---------- RECORDS TO PROCESS ----------

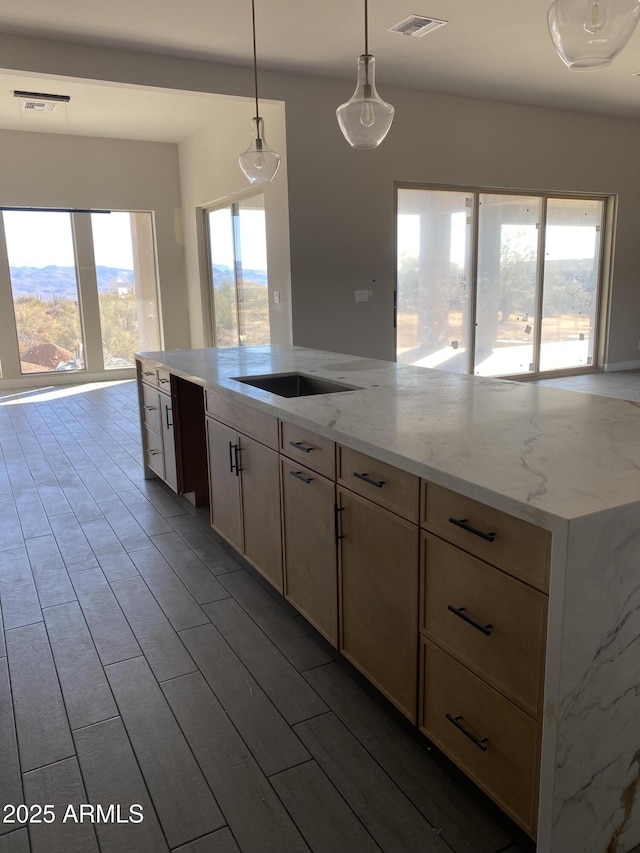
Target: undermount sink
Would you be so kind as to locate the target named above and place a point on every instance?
(295, 384)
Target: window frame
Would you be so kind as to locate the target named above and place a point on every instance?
(11, 375)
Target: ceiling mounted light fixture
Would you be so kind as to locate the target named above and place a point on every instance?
(590, 34)
(365, 119)
(259, 163)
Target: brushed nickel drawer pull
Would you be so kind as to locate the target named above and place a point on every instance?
(464, 524)
(336, 520)
(300, 446)
(367, 479)
(480, 742)
(461, 612)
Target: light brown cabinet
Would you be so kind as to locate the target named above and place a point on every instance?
(378, 597)
(171, 407)
(310, 571)
(224, 482)
(439, 600)
(489, 738)
(483, 624)
(244, 492)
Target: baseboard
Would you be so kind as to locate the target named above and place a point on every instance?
(621, 365)
(57, 378)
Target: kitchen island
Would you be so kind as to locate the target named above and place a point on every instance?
(560, 469)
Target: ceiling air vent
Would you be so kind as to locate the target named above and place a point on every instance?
(417, 25)
(40, 102)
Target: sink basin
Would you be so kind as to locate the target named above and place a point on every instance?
(295, 384)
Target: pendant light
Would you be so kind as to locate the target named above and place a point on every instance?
(590, 33)
(365, 119)
(259, 163)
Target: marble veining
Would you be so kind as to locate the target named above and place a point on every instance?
(567, 461)
(534, 451)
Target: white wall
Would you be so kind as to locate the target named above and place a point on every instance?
(209, 173)
(53, 170)
(341, 201)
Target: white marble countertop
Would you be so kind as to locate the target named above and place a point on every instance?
(543, 454)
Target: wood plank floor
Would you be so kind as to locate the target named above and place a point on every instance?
(141, 662)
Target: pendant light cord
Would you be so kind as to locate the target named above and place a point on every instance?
(366, 27)
(255, 55)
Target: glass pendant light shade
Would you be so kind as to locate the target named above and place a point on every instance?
(259, 163)
(590, 33)
(365, 119)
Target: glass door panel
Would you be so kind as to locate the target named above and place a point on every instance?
(434, 278)
(124, 254)
(251, 271)
(571, 276)
(44, 287)
(506, 284)
(223, 277)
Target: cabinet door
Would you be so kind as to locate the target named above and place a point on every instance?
(310, 571)
(168, 441)
(261, 508)
(224, 482)
(378, 589)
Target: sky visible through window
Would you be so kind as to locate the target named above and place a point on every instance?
(41, 238)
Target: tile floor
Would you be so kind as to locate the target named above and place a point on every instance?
(142, 663)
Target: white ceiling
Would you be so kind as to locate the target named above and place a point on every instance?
(496, 49)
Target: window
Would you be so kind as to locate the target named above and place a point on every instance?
(239, 282)
(44, 287)
(82, 291)
(498, 284)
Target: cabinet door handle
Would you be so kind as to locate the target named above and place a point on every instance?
(336, 520)
(464, 524)
(300, 446)
(377, 483)
(480, 742)
(461, 612)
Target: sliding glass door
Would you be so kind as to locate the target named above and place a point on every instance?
(82, 292)
(44, 288)
(497, 284)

----------

Using the material above, retype each entry exactly and omit the pictures.

Target: undermount sink
Would you be so kind as to locate the target named above and place a point on every instance?
(295, 384)
Target: window frame
Would you be so kind as to locate the target named above and place a point on every instance?
(11, 375)
Target: ceiling mounted light fixture
Would you be so kind as to locate the target named above and place a point on every instance?
(590, 34)
(365, 119)
(259, 163)
Target: brushed nickel drawer pull
Would you be so kind as to locate the target named above and place a point on every instance?
(464, 524)
(336, 520)
(300, 446)
(367, 479)
(480, 742)
(461, 612)
Target: light brown cabinet
Would you be so kind as to locate the target named above and place a point on every instance?
(378, 597)
(171, 407)
(310, 571)
(224, 482)
(439, 600)
(489, 738)
(483, 624)
(244, 492)
Target: baseboard
Would you be so kind as to locate the target named above and place a point on every instance?
(621, 365)
(57, 378)
Target: kitchen island
Would you be so kind as to locate the target named above and place a point on every instance?
(560, 469)
Target: ceiling air vent
Would you be so kind as to locate the target named above and place a point on every instance?
(417, 25)
(40, 102)
Target: sink basin
Would you be so kind as to locate the target named above and place a point on every instance?
(295, 384)
Target: pendant light
Would you be so kind as to locate the target named above and place a point on every instance?
(590, 33)
(365, 119)
(259, 163)
Target: marble veining
Would you be so kind as to locate the target named above and place a point on every instance?
(567, 461)
(534, 451)
Target: white wall
Would you be so kind as to locate the target named above and place a point on every instance?
(209, 173)
(53, 170)
(341, 201)
Target: white marble countertop
Would you be so kind as to locate the target named above and place a point on every instance?
(543, 454)
Target: wood plank floor
Would you be so kind as to locate the target named above and place a point on every instance?
(141, 662)
Target: pendant light cord
Would you be so kind as to locate the target named above and place a point on every instance?
(366, 27)
(255, 55)
Target: glass pendant light shade
Would you be so kind as to locate the target named above and place a point on every instance?
(259, 163)
(590, 33)
(365, 119)
Target: glass door panel
Would you be so kind as to locate the target named above and place a point on every instance?
(434, 278)
(124, 254)
(251, 271)
(571, 276)
(44, 287)
(506, 284)
(223, 277)
Target: cabinet door
Would you be so kind as to locate the target named above and place a point on every instance?
(310, 571)
(168, 441)
(261, 508)
(224, 482)
(378, 589)
Target: sky visible through window
Would you be so kind as to locate the target named above and place a point on every instance?
(41, 238)
Target: tile floor
Would you be so kind as to locate the target named above and place a point on every instance?
(142, 663)
Target: white ceiling
Would you be so kind as to locate the target named above and place a point on every instance?
(496, 49)
Target: window
Would you be so kind as to locate the target named above and place a point on every instance?
(239, 282)
(44, 287)
(82, 291)
(498, 284)
Target: cabinet door handle
Would you be so kind as to locate the target named above and place a point on every instance?
(336, 520)
(464, 524)
(300, 446)
(377, 483)
(480, 742)
(461, 612)
Target: sliding glass door
Would you be so kind as to locate the target named above and place a point on every instance?
(82, 292)
(44, 288)
(497, 284)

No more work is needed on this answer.